Excerpt from a dataset -
────

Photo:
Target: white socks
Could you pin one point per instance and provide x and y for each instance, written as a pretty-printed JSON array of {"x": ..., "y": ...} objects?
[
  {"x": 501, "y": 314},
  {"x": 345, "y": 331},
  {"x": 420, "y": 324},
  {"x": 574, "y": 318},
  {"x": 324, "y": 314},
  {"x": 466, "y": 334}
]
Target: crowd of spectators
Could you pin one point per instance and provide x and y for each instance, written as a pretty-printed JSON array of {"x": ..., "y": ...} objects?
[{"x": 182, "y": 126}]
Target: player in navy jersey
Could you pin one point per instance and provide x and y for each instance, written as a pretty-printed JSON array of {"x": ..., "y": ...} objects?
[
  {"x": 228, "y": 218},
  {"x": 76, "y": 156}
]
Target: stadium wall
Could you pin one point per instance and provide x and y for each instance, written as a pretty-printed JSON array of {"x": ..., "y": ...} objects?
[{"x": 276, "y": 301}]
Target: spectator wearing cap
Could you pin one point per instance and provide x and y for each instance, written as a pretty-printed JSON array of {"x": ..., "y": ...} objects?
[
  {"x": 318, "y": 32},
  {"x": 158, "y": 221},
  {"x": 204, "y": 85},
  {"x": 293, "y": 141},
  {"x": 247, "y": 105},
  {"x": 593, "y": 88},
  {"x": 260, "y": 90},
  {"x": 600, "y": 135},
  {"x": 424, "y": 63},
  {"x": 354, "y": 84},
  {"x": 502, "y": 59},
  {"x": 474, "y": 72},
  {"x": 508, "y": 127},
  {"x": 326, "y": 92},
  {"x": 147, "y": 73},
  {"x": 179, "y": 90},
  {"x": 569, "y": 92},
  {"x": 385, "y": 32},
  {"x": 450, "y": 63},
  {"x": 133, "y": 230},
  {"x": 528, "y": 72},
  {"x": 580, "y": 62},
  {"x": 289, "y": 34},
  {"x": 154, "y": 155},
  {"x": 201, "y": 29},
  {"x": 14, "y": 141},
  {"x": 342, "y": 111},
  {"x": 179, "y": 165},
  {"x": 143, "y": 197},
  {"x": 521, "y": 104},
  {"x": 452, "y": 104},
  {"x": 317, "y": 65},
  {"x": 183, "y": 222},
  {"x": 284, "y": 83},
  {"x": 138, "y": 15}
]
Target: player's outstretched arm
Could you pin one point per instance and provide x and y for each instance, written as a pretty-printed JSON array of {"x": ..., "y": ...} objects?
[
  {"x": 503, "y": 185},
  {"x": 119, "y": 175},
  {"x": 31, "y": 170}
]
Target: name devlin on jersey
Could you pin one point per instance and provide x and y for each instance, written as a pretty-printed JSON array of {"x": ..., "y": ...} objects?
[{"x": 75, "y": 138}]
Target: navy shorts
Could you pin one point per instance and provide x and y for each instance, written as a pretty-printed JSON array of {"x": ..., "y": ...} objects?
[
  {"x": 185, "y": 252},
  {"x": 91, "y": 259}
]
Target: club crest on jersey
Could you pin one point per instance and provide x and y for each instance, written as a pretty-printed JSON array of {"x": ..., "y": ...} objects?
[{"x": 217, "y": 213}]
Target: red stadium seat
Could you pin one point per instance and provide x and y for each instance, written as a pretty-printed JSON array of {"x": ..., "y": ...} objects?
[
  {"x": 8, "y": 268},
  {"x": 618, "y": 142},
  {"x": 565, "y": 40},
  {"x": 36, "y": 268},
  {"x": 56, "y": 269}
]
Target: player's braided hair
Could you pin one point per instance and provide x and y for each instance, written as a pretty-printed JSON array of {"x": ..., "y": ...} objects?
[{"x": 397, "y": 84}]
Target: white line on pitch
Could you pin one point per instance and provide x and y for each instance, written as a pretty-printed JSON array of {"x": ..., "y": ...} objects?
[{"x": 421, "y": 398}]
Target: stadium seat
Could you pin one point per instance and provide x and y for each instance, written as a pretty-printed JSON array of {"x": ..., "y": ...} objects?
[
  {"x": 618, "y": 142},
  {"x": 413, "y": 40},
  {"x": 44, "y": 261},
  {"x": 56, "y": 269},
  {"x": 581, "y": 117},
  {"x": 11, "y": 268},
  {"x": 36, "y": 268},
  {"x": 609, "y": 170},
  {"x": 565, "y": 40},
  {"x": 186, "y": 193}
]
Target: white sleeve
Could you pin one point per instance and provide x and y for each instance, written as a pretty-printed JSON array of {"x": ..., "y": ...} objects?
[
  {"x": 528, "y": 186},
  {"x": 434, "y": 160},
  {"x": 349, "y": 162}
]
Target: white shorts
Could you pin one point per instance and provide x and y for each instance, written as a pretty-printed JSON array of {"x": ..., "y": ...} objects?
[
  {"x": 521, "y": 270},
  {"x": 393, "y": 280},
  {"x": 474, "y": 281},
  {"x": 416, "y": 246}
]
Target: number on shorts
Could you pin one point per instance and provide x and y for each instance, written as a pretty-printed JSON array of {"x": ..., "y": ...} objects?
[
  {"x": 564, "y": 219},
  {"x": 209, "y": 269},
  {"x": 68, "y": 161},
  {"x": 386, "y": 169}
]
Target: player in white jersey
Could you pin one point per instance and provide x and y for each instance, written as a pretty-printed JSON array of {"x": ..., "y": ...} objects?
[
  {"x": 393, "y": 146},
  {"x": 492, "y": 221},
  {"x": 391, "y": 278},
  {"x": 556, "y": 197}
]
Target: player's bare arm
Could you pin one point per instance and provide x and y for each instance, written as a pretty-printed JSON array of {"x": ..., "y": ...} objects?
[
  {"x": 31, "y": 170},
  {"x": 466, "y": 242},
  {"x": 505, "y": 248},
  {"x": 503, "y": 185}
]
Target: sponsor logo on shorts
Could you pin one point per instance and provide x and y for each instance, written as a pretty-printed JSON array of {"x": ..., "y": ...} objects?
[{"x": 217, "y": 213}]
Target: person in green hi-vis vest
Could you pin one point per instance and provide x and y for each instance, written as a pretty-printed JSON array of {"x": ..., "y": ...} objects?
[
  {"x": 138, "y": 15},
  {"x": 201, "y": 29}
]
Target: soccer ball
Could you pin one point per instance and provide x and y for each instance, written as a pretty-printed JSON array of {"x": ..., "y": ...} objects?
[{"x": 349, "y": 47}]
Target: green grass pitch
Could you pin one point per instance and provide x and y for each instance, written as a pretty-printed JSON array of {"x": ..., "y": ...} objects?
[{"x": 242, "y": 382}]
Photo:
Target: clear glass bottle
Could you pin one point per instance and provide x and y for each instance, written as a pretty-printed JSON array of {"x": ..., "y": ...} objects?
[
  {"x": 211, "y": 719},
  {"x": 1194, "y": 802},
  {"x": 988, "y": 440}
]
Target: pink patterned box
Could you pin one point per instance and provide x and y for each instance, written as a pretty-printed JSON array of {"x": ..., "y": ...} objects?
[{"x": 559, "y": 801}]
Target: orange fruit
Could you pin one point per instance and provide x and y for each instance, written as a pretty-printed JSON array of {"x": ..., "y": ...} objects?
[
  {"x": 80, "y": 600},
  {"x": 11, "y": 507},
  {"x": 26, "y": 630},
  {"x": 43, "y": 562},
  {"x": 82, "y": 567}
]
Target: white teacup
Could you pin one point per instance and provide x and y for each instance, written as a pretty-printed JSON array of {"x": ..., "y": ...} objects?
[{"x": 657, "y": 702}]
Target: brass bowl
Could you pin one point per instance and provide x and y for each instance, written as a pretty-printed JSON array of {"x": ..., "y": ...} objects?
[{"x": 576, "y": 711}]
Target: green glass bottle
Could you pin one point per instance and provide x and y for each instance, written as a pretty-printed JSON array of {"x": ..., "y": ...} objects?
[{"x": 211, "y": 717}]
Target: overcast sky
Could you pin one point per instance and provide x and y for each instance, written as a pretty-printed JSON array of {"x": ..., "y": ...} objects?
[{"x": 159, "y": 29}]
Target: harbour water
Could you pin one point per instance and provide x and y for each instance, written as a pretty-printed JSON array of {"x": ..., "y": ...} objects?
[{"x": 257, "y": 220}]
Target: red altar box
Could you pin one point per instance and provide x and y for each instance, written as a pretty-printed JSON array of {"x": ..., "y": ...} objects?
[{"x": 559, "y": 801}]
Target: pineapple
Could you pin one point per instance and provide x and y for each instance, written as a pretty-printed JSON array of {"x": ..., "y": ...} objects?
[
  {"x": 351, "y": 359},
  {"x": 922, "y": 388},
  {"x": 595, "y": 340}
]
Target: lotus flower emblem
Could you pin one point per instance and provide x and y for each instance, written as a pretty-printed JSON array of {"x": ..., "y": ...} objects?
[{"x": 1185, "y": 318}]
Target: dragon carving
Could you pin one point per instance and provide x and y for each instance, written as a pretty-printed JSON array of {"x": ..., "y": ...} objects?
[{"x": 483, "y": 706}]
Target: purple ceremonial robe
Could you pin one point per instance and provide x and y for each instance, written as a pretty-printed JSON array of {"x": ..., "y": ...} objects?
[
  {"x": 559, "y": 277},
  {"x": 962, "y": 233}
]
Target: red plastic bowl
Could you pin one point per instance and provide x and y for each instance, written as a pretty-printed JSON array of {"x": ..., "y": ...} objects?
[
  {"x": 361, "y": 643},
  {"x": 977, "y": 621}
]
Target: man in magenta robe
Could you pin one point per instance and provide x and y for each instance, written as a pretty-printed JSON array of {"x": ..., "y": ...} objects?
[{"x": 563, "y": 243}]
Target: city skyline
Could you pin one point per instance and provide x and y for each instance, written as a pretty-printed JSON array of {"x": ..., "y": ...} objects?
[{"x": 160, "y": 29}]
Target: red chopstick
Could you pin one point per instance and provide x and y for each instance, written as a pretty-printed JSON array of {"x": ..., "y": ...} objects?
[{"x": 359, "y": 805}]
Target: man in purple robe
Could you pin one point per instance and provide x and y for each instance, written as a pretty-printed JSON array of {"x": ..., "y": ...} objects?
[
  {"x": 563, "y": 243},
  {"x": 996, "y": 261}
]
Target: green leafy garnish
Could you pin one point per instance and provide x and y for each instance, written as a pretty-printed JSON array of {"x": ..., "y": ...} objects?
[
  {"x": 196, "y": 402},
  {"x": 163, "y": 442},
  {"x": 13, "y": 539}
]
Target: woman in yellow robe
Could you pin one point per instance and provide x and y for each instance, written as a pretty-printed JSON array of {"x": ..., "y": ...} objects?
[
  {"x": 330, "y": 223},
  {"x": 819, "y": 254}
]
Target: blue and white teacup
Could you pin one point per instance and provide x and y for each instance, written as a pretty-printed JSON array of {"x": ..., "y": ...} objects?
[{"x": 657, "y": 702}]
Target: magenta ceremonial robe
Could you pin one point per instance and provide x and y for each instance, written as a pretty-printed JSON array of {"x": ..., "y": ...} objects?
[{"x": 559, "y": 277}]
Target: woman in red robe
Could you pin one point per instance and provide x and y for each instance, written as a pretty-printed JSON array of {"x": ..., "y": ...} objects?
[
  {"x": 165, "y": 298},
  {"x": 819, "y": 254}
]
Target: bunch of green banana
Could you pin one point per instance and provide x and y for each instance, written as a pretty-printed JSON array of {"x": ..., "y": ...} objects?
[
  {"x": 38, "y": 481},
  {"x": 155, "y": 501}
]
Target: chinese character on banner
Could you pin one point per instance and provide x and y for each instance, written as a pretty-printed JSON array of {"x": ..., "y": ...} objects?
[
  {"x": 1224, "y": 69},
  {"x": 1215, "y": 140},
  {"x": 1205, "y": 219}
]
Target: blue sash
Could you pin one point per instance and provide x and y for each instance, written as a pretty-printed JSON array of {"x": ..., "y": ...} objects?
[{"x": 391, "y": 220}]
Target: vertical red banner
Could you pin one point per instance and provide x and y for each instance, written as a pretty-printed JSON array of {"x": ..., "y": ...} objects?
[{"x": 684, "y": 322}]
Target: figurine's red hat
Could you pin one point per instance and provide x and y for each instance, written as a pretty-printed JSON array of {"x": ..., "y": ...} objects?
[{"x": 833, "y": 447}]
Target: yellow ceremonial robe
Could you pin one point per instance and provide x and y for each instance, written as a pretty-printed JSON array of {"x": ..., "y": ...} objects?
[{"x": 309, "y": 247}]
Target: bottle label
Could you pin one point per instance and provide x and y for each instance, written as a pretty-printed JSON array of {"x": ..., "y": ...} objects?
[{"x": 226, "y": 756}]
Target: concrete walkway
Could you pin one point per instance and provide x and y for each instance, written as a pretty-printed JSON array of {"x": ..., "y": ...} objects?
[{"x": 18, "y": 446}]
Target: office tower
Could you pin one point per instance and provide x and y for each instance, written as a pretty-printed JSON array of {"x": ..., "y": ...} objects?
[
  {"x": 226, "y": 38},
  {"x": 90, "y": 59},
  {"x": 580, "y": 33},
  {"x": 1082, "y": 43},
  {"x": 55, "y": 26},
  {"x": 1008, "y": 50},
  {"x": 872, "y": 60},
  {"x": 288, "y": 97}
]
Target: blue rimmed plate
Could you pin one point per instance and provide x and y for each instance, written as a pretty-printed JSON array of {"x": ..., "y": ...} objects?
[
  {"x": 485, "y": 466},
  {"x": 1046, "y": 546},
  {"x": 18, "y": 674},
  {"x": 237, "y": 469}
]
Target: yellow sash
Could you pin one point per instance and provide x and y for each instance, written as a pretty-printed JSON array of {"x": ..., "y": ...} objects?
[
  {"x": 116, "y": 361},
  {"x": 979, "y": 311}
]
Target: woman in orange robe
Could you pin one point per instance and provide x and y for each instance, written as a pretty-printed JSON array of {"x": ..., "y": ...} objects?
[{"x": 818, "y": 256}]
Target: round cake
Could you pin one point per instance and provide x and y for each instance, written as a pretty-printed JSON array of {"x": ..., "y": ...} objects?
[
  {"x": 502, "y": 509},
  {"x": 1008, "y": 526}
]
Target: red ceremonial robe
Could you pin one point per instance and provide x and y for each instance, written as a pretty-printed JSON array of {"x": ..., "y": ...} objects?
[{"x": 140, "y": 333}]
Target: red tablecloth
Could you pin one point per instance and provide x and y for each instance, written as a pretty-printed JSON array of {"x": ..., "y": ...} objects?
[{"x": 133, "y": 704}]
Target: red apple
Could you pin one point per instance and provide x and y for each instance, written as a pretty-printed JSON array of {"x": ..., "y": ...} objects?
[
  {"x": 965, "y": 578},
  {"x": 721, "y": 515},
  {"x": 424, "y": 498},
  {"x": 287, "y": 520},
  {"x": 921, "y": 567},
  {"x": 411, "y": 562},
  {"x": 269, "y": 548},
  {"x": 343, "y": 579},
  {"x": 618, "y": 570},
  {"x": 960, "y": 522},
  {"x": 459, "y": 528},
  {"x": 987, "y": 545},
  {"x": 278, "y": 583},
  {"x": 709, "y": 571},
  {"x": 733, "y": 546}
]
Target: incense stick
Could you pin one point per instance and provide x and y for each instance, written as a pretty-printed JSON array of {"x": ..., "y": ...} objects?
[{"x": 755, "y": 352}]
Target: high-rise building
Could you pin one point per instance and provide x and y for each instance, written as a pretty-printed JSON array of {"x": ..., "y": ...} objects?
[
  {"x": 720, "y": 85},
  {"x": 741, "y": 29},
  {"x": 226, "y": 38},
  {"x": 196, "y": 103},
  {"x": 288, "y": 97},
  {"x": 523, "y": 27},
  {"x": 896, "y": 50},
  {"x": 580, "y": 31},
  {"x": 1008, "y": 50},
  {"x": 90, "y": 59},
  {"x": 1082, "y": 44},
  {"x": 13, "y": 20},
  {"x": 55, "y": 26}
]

────

Everything from the line that contains "Target: incense stick" through the end of the records must be duplicated exactly, and nothing outside that range.

FINAL RESULT -
Target: incense stick
Could you pin one point per instance and provide x and y for each instance, written as a pretty-printed JSON array of {"x": ..., "y": ...} objects?
[{"x": 755, "y": 352}]
Target: high-rise building
Could you pin one point per instance and provide x and y for each instance, written as a pretty-printed JSON array of {"x": ..., "y": ...} objects?
[
  {"x": 720, "y": 85},
  {"x": 741, "y": 29},
  {"x": 226, "y": 38},
  {"x": 196, "y": 103},
  {"x": 288, "y": 97},
  {"x": 523, "y": 27},
  {"x": 896, "y": 50},
  {"x": 580, "y": 31},
  {"x": 1008, "y": 50},
  {"x": 90, "y": 59},
  {"x": 1082, "y": 44},
  {"x": 13, "y": 20},
  {"x": 55, "y": 26}
]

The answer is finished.